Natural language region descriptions
====

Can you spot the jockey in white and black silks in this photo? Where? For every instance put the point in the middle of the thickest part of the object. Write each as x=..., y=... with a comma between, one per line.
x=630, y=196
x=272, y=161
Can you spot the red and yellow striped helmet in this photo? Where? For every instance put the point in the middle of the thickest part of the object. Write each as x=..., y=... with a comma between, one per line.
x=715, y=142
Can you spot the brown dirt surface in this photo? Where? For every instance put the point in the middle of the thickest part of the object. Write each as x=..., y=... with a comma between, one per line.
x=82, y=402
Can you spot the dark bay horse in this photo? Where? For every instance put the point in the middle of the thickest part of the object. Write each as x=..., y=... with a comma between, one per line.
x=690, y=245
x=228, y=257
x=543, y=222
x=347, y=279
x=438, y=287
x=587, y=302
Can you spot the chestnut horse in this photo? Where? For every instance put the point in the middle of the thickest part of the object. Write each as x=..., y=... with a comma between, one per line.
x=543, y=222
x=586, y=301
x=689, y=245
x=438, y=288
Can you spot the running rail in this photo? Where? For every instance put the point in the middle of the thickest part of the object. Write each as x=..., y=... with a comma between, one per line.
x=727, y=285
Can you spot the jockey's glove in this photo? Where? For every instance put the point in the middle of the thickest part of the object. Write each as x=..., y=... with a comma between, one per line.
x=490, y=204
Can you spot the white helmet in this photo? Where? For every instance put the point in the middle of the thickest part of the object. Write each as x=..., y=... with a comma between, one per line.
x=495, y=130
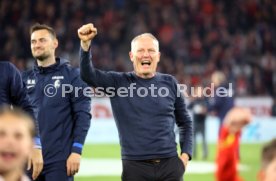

====

Exercise brief: Once the pictures are set aside, output all of the data above verbatim.

Result of the exercise:
Can you spot the jockey in white and black silks in this photo? Where? For every instance put the point in the middle of the thickest part of the object. Write each as x=..., y=... with a comma between, one per line.
x=630, y=196
x=272, y=161
Can you spot the red and yellow striped helmet in this photo? Where? For every instance put the point in the middle of the thickest part of the object. Write each as x=..., y=... with a comma between, one per line.
x=715, y=142
Can you spot the brown dirt surface in this photo? Where? For every instance put the point in the middle of the thickest part of the object. Write each as x=..., y=... with a comma between, one per line.
x=82, y=402
Can you spot the dark bay horse in this photo? Where? For every instance put the point in the middle of the thickest part of the object. Write each as x=..., y=... with a comma between, one per line.
x=690, y=245
x=228, y=257
x=543, y=222
x=347, y=279
x=438, y=287
x=587, y=302
Can you spot the chestnut horse in this photo? Where? For every instance put the point in the middle of the thickest part of the object. Write each as x=..., y=... with a comma between, one per line.
x=543, y=222
x=586, y=301
x=689, y=245
x=438, y=288
Can you spot the running rail in this photo? Where? For every instance put the point in the middle of the thickest part of the object. Write each as x=..., y=... with a comma between, one per line.
x=727, y=285
Can you spot the jockey's glove in this photo? Where? For every instance put the point in the middle of the thickest part of the object. Write each as x=..., y=... with a comma between, one per line.
x=490, y=204
Can you spot the white helmet in this photo? Where? For every instance put the point in the middle of the thickest part of the object. Write each as x=..., y=... with a comma between, one per line.
x=495, y=130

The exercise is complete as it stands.